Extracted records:
↓↓↓
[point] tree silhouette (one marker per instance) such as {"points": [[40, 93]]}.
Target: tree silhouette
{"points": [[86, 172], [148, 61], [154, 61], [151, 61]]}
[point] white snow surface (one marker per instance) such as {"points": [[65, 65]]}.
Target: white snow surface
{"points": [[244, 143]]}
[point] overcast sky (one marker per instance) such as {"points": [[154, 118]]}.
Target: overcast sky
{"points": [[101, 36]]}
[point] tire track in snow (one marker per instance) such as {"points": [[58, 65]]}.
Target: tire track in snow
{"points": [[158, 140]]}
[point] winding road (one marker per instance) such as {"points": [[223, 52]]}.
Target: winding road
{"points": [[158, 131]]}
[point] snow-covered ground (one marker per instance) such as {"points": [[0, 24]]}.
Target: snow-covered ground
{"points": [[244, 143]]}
↑↑↑
_What is expected_
Each line from the one containing "Target: overcast sky" to the end of the records should be echoed exactly, and no other line.

_Expected answer_
Target: overcast sky
{"points": [[101, 36]]}
[point] tire track in snow (one marker per instance) such as {"points": [[58, 65]]}.
Target: tire track in snow
{"points": [[158, 140]]}
[point] winding road (one marker per instance) such as {"points": [[223, 52]]}.
Target: winding road
{"points": [[158, 131]]}
[point] snow-covered ground (one marker per instance) such as {"points": [[0, 24]]}.
Target: snow-covered ground
{"points": [[244, 143]]}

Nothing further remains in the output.